-- Exercise directions --
An acceptable response holds only the line containing "Does any yellow" and every line after it to the end of the records, each reproduced exactly.

-- Supplied records --
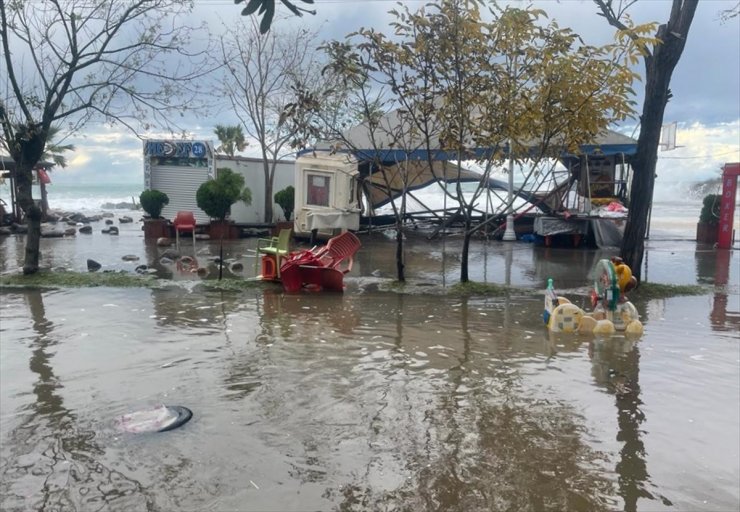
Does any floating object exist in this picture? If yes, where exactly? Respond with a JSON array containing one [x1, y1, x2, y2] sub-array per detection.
[[578, 315, 598, 334], [548, 303, 585, 333], [116, 404, 192, 433], [543, 277, 558, 325], [592, 319, 616, 335], [546, 259, 643, 337]]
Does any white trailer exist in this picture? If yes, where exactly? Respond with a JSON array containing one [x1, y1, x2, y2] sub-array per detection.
[[293, 152, 360, 238]]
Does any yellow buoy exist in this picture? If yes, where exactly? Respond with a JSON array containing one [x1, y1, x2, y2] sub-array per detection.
[[592, 319, 616, 335], [549, 303, 585, 333], [625, 319, 644, 336], [578, 315, 598, 334]]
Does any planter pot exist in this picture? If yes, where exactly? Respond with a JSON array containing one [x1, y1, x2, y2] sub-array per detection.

-- Answer section --
Does any yellow buoy exist in this picture? If yes, where exactly? Respond with a JSON array containing one [x1, y1, x2, y2] sub-array per detection.
[[592, 319, 616, 335], [549, 303, 585, 333], [625, 319, 644, 336], [578, 315, 598, 334]]
Does any planter pot exist in this picture? If yes, where exactly? Respond with a JSON array containing one [x1, y1, x2, y2] sub-array per detection.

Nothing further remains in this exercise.